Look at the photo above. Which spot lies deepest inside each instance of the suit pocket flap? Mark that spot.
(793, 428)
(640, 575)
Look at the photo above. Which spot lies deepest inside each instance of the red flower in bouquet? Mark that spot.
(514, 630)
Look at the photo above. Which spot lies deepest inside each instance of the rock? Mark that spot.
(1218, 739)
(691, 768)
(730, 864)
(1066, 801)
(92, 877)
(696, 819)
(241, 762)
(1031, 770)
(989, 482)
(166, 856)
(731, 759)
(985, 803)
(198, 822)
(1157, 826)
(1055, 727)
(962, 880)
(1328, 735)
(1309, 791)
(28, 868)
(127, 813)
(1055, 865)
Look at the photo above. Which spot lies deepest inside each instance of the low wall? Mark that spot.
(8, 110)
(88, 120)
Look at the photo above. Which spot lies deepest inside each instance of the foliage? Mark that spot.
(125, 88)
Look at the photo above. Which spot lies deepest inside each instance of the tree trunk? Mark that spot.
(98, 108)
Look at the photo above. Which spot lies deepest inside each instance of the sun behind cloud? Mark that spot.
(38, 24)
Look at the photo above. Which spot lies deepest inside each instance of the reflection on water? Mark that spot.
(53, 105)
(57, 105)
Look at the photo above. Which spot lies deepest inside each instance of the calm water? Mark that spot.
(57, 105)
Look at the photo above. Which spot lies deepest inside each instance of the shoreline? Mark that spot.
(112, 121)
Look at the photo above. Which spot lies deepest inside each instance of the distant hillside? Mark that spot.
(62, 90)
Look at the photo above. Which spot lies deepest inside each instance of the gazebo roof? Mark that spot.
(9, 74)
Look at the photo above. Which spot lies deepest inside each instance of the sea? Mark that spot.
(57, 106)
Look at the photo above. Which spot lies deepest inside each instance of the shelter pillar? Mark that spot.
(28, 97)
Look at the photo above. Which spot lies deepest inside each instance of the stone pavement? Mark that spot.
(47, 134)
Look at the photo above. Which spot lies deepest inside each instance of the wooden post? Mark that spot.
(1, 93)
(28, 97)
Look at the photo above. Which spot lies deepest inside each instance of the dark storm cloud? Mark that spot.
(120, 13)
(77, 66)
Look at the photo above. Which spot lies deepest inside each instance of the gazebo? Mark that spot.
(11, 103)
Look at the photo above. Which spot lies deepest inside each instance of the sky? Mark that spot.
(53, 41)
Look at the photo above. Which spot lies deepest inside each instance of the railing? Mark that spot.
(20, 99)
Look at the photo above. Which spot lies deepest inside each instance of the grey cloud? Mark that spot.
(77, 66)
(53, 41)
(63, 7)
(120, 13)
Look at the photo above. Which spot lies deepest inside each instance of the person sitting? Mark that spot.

..........

• [EXERCISE DIRECTIONS]:
Every line above needs to be retyped exactly.

• [CORRECT RESULT]:
Look at the photo above. Which spot lies deepest inside each instance of the suit pocket flap? Mark that spot.
(793, 428)
(640, 575)
Look at the photo above. Which spot lies deepest inside each instance of the red flower in bouquet? Mark that spot.
(514, 630)
Look at the photo above. Which spot lies deepest inside each instance of the rock? Mark that spot.
(1218, 739)
(691, 768)
(730, 864)
(1066, 801)
(92, 877)
(696, 819)
(241, 762)
(1031, 770)
(989, 482)
(166, 856)
(731, 759)
(985, 803)
(198, 822)
(1157, 826)
(1055, 727)
(962, 880)
(1328, 735)
(1309, 791)
(28, 868)
(127, 813)
(1055, 865)
Look at the photo above. Which spot lies deepest inside each instance of the low wall? Mark that spot.
(8, 110)
(88, 120)
Look at the photo above. Which spot lies deepest inside each instance of the foliage? Mark that spot.
(125, 88)
Look at the photo above. Which spot lies deepest inside each instance of the tree trunk? Mark that spot.
(98, 108)
Look at the photo above. Which spot lies deepest inside each instance of the sun behind cloud? Mark that spot.
(38, 24)
Look at the photo above. Which spot lies deepest inside each instance of the reflection on water? Mark that spot.
(53, 105)
(57, 105)
Look at the photo above. Which spot lies deepest inside each instance of the calm water? Mark that spot.
(57, 105)
Look at the photo above. Which spot lies deepest inside each instance of the shoreline? Mark that spot.
(112, 121)
Look at the photo above. Which spot lies deepest inside each instance of the distant hillside? Mark that spot.
(62, 90)
Look at the photo above. Which spot lies deepest inside each instance of the gazebo roof? Mark that spot.
(9, 74)
Look at the photo above. Which spot lies deepest inside each instance of the sea? Mark that spot.
(57, 106)
Look at the photo above. Which spot lies deepest inside each instance of the shelter pillar? Mark that spot.
(28, 97)
Look at the photo above. Which spot lies deepest inside each instance of the stone pavement? Mark that spot.
(47, 134)
Look at the photo above. Which spot lies deepest inside each instance of the wooden post? Mark that spot.
(1, 93)
(28, 97)
Look at the photo above. Which spot lies deepest inside each instance of the dark storm cloud? Mark that spot.
(120, 13)
(77, 66)
Look at the photo above. Which spot lies deepest inside each instance of the gazebo? Mark that spot.
(11, 103)
Look at the photo above. Which spot lies deepest inside each instance of the sky? Mark that spot.
(53, 41)
Look at the photo above. Which spot lies deepest inside each instance of the railing? Mark that spot.
(20, 99)
Look at the photo above. Which spot lies deepest inside each instance of the grey cloud? Mark that spot.
(77, 66)
(53, 41)
(63, 7)
(120, 13)
Look at the photo above. Which spot lies deepest inside each instance of the person sitting? Mark that spot.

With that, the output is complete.